● Exercise set:
- 1) Which company is named as "the Company" in the power of attorney text?
- 2) Carry on the power of attorney text from the point where it stops.

● Text excerpt:
────────────────────────────────────────

Know all by these presents that the undersigned hereby constitutes and appoints each of Ronald Kisling, Karen Greenstein, Mark Tanoury and Seth Gottlieb, signing individually, the undersigned's true and lawful attorneys-in fact and agents to:
(1)    execute for and on behalf of the undersigned, in the undersigned's capacity as an officer, director and/or more than 10% stockholder of Fastly, Inc. (the "Company"), Forms 3, 4, and 5 in accordance with Section 16(a) of the Securities Exchange Act of 1934 and the rules thereunder;

(2)        do and perform any and all acts for and on behalf of the undersigned which may be necessary or desirable to complete and execute any such Form 3, 4, or 5, complete and execute any amendment or amendments thereto, and timely file such form with the SEC and any stock exchange or similar authority; and

(3)    take any other action of any type whatsoever in connection with the foregoing which, in the opinion of such attorney in fact, may be of benefit to, in the best interest of, or legally required by, the undersigned, it being understood that the documents executed by such attorney in fact on behalf of the undersigned pursuant to this Power of Attorney shall be in such form and shall contain such terms and conditions as such attorney in fact may approve in such attorney in fact's discretion.

────────────────────────────────────────

● Data shown:

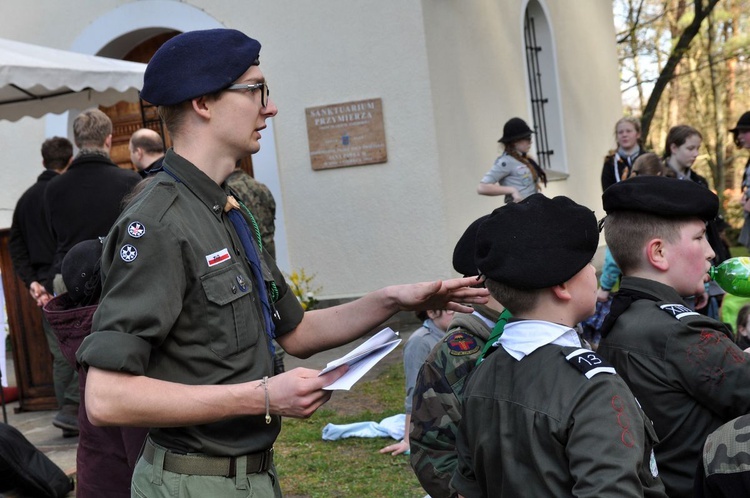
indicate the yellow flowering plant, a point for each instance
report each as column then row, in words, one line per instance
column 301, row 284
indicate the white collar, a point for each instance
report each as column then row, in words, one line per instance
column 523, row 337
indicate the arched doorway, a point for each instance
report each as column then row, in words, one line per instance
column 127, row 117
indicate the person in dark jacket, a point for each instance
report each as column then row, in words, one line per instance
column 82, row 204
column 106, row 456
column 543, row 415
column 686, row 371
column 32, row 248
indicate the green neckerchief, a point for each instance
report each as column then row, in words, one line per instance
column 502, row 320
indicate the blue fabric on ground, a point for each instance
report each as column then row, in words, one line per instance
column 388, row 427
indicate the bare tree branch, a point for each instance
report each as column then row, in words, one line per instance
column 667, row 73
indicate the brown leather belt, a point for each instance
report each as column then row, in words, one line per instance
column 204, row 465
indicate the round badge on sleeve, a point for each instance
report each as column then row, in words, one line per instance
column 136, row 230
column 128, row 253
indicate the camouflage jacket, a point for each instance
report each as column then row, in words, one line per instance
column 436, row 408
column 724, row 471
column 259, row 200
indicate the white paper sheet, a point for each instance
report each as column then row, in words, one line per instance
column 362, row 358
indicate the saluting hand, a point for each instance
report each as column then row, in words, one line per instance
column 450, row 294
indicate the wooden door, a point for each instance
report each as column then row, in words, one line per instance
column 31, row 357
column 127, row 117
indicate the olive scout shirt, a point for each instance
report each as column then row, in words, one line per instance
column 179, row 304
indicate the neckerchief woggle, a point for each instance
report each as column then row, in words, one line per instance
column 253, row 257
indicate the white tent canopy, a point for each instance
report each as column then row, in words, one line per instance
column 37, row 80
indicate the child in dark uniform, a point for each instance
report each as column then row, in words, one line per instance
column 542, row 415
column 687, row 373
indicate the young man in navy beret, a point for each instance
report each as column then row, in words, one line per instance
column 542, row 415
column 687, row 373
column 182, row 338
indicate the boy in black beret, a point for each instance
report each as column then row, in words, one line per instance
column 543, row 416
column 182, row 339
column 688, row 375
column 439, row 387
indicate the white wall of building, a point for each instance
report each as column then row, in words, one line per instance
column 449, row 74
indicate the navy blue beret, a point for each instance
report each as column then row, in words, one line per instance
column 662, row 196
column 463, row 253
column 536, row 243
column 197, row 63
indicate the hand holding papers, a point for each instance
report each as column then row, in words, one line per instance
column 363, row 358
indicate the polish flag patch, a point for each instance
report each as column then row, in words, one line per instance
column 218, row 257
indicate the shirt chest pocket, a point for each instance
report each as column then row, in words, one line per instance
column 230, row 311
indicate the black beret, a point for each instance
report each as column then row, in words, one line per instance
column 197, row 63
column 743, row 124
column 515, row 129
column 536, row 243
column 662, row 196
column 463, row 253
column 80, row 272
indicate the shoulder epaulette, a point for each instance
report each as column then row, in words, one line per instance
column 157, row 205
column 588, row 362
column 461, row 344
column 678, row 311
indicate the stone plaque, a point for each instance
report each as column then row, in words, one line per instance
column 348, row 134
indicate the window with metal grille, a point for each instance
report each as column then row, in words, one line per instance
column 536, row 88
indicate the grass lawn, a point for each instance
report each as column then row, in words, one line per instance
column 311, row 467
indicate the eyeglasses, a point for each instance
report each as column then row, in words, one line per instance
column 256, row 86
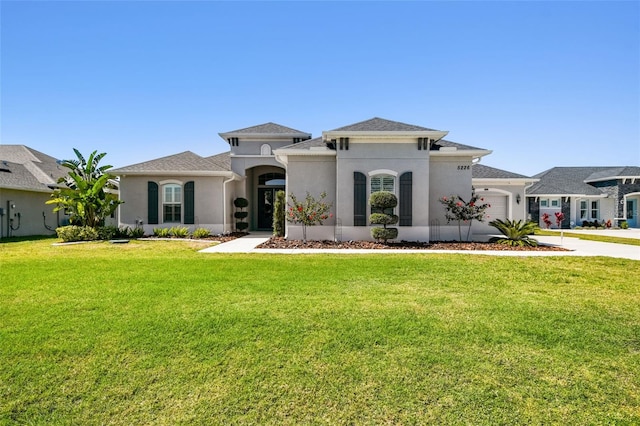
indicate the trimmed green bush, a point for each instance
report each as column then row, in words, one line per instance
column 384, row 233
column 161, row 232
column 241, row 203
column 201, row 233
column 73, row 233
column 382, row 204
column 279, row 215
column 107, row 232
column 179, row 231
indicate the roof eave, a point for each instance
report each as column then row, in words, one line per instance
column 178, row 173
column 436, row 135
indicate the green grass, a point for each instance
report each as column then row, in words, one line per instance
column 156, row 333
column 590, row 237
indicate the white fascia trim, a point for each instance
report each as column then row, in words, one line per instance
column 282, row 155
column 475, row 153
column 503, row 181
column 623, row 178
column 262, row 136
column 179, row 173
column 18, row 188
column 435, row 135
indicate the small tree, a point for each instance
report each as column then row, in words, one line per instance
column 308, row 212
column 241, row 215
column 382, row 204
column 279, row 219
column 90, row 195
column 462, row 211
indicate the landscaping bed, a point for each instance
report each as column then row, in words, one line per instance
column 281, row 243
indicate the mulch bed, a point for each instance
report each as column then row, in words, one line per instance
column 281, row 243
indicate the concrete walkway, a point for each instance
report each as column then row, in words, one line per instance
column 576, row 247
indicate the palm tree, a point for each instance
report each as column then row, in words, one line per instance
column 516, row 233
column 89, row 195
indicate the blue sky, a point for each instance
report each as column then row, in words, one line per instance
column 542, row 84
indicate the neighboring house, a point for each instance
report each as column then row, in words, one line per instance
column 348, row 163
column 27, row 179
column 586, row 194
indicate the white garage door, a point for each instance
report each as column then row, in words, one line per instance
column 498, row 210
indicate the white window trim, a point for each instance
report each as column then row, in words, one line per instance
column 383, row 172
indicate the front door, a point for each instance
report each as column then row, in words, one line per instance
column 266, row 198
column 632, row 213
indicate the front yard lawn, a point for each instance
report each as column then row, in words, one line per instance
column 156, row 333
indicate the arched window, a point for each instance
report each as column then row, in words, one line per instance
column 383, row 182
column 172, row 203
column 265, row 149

────────────────────────────────────────

● The replies:
- 1) Fastly, Inc.

- 2)
    The undersigned hereby grants to each such attorney in fact full power and authority to do and perform any and every act and thing whatsoever requisite, necessary, or proper to be done in the exercise of any of the rights and powers herein granted, as fully to all intents and purposes as the undersigned might or could do if personally present, with full power of substitution or revocation, hereby ratifying and confirming all that such attorney in fact, or such attorney in fact's substitute or substitutes, shall lawfully do or cause to be done by virtue of this power of attorney and the rights and powers herein granted.  The undersigned acknowledges that the foregoing attorneys in fact, in serving in such capacity at the request of the undersigned, are not assuming, nor is the Company assuming, any of the undersigned's responsibilities to comply with Section 16 of the Securities Exchange Act of 1934.
This Power of Attorney shall remain in full force and effect until the earliest to occur of (a) the undersigned is no longer required to file Forms 3, 4 and 5 with respect to the undersigned's holdings of and transactions in securities issued by the Company, (b) revocation by the undersigned in a signed writing delivered to the foregoing attorneys-in-fact or (c) as to any attorney-in-fact individually, until such attorney-in-fact is no longer employed by the Company.
IN WITNESS WHEREOF, the undersigned has caused this Power of Attorney to be executed as of this 16th day of June, 2022.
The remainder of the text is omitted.